[Fragment zbioru danych]
• • • •

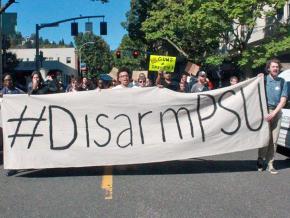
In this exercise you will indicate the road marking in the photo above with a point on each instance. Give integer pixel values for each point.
(107, 182)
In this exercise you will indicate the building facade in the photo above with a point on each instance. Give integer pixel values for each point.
(63, 60)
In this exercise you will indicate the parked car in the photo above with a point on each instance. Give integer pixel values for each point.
(283, 144)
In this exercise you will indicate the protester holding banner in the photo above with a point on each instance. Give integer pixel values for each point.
(141, 82)
(201, 84)
(183, 83)
(9, 87)
(164, 80)
(234, 80)
(276, 92)
(73, 86)
(37, 86)
(86, 84)
(123, 77)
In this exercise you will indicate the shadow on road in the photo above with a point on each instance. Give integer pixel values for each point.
(191, 166)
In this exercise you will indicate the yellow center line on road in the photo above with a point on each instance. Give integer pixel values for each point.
(107, 182)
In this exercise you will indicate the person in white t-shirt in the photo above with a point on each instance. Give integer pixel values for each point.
(123, 77)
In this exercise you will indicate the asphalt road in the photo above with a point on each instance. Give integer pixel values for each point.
(219, 186)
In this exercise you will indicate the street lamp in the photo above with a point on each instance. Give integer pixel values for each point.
(80, 53)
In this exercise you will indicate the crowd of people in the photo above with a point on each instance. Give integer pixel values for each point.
(49, 84)
(276, 92)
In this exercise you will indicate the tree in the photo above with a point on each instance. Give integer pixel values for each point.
(96, 54)
(127, 47)
(196, 29)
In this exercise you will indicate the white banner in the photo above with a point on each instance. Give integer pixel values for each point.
(128, 126)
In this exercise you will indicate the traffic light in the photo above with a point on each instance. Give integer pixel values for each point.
(103, 28)
(118, 54)
(74, 29)
(135, 53)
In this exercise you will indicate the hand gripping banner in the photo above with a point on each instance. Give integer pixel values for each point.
(129, 126)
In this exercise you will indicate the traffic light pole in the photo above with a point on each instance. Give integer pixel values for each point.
(38, 27)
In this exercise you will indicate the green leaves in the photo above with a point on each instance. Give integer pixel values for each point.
(95, 52)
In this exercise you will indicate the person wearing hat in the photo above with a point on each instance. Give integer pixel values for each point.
(201, 85)
(164, 80)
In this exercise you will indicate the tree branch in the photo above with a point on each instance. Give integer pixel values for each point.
(176, 47)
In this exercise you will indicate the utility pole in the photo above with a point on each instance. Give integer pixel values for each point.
(38, 27)
(1, 52)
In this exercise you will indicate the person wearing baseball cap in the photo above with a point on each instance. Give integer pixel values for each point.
(201, 85)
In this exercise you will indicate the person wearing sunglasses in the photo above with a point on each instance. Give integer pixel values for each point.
(201, 85)
(142, 80)
(9, 87)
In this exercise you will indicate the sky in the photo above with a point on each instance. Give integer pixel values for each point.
(32, 12)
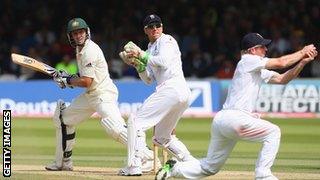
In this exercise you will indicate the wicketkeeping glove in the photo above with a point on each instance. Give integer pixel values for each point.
(62, 78)
(140, 54)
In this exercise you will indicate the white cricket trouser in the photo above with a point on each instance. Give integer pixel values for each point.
(163, 110)
(84, 106)
(228, 127)
(80, 109)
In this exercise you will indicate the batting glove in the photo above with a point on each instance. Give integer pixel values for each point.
(62, 78)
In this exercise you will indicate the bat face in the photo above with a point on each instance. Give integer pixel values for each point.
(33, 64)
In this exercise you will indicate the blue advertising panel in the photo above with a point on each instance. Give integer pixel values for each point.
(299, 98)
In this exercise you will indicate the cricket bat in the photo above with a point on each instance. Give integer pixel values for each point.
(33, 64)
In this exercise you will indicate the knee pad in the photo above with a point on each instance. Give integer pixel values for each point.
(116, 129)
(57, 116)
(175, 147)
(65, 135)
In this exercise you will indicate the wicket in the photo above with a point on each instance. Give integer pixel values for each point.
(156, 154)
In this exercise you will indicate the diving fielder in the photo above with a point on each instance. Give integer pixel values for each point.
(162, 109)
(236, 121)
(100, 96)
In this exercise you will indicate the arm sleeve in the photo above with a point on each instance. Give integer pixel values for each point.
(266, 75)
(255, 63)
(167, 50)
(147, 76)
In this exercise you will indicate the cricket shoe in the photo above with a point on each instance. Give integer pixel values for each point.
(130, 171)
(147, 165)
(66, 166)
(165, 171)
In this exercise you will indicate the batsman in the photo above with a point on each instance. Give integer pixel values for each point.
(100, 96)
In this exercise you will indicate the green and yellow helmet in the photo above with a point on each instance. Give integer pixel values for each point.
(75, 24)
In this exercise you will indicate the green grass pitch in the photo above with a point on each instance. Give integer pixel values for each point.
(33, 142)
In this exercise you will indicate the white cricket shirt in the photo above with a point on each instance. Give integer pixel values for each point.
(246, 82)
(91, 63)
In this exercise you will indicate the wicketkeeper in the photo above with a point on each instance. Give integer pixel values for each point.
(162, 109)
(100, 96)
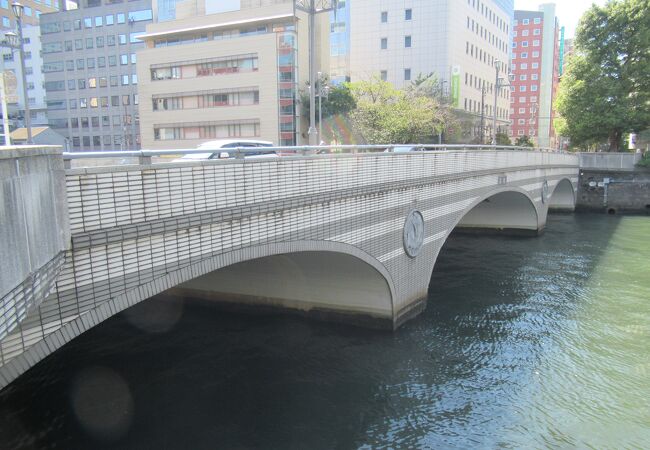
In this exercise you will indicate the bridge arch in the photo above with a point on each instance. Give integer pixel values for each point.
(508, 209)
(563, 197)
(345, 255)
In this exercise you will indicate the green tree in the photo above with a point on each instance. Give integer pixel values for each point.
(523, 141)
(503, 139)
(385, 115)
(339, 100)
(605, 92)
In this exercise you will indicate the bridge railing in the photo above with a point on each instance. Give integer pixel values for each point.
(148, 157)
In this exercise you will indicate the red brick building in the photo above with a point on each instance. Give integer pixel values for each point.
(535, 66)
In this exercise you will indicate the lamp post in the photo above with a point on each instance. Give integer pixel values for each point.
(442, 95)
(313, 7)
(323, 90)
(19, 10)
(498, 84)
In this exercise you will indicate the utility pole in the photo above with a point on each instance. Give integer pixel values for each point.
(498, 84)
(442, 95)
(497, 64)
(313, 7)
(483, 115)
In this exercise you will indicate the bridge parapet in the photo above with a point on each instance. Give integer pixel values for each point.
(35, 229)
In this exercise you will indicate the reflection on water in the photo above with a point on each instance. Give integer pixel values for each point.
(541, 342)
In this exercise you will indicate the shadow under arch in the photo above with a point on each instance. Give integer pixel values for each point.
(509, 210)
(57, 338)
(506, 210)
(563, 197)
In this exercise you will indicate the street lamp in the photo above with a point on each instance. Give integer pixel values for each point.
(323, 90)
(498, 84)
(442, 95)
(19, 42)
(313, 7)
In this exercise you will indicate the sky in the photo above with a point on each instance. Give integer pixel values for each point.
(567, 11)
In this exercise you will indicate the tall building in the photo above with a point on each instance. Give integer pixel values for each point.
(31, 14)
(33, 61)
(213, 69)
(89, 62)
(340, 43)
(536, 70)
(33, 75)
(461, 41)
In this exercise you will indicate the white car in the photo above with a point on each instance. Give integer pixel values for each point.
(219, 150)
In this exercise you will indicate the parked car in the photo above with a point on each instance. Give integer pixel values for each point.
(219, 150)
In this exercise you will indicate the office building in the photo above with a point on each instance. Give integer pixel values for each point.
(33, 61)
(340, 43)
(233, 69)
(89, 62)
(460, 41)
(536, 70)
(34, 76)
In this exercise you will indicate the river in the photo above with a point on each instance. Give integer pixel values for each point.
(526, 343)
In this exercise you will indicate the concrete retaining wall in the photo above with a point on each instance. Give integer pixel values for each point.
(609, 161)
(614, 191)
(35, 228)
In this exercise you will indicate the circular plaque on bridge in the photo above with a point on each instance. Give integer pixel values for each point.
(413, 234)
(545, 191)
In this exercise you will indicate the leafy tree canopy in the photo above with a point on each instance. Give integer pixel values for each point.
(605, 91)
(523, 141)
(385, 115)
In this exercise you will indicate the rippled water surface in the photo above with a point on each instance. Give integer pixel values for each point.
(535, 342)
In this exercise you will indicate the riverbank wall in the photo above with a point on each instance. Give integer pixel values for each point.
(614, 191)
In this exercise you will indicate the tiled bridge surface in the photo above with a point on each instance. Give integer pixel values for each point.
(321, 234)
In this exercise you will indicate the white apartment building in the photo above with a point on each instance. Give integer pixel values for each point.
(461, 41)
(233, 69)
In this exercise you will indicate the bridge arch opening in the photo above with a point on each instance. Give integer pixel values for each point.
(319, 284)
(507, 211)
(563, 197)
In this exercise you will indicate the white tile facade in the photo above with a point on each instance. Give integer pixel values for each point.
(140, 230)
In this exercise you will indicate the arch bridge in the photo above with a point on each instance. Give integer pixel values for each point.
(350, 236)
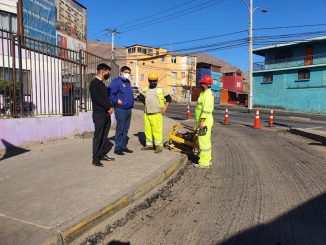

• • • •

* [ZADANIE PISEMNE]: Odszukaj powyżej wszystkie wiersze zawierające słowo „road” i przepisz je.

* [OCZEKIWANA ODPOWIEDŹ]:
In this exercise you will indicate the road marking in the photo above with a point on each instance. Give integer pixel values for each point.
In this exercise you will indicate the shadow on road in the photo above with a point on each instance. Give integer pixel values for each point.
In this exercise you will indicate the yellow center line on road in the photo above with a point on each instance. Give integer pixel values for each point.
In this exercise you will indicate the asphalt road in the photo above with a point on each instance. Give integer pixel values for each point.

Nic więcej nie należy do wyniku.